Instructions for the task: Rescale the data, starting with the line containing "[detect] sunlit lawn" and going on through the end of the data. Reproduce only those lines, requests included, and multiply each bounding-box coordinate in the answers by 2.45, rounding to whole numbers with halves rounded up.
═════ Provided records
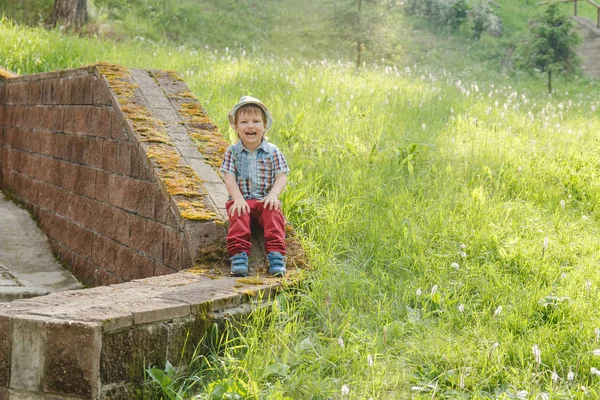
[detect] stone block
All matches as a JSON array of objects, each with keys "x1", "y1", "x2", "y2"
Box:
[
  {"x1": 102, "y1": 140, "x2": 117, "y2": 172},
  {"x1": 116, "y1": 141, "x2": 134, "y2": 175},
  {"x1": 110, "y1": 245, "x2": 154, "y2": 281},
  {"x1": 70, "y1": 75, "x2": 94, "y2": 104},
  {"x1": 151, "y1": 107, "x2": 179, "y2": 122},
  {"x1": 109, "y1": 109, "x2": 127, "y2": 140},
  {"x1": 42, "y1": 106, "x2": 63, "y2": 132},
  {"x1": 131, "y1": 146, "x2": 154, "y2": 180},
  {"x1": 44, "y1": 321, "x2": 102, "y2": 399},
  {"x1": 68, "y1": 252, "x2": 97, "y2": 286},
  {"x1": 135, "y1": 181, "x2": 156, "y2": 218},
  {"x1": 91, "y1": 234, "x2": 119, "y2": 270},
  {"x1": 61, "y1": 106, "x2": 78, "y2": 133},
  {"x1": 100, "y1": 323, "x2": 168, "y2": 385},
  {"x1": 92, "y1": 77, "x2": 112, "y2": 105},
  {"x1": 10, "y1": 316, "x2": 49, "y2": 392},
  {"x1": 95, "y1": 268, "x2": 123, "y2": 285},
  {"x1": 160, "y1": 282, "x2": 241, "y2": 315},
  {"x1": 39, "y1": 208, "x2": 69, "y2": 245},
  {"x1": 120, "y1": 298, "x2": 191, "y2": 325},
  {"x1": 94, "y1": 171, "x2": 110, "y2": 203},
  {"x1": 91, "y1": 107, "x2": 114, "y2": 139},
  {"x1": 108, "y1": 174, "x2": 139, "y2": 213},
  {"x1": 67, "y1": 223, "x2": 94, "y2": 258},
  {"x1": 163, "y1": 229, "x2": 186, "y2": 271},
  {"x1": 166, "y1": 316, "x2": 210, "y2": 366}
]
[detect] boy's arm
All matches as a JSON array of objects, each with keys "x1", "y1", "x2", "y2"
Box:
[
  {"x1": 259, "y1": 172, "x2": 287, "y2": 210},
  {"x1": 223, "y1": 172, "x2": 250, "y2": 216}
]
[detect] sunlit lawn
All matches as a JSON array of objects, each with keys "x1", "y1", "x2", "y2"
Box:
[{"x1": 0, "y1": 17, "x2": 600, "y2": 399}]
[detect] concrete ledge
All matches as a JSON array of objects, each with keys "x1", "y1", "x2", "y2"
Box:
══════════
Correct output:
[detect] sunlit lawn
All matches as a JSON array of objects, each with keys "x1", "y1", "x2", "y2"
Box:
[{"x1": 0, "y1": 42, "x2": 1470, "y2": 978}]
[detect] concrete ledge
All matches as a JSON array of objects, each with keys "x1", "y1", "x2", "y2"
Box:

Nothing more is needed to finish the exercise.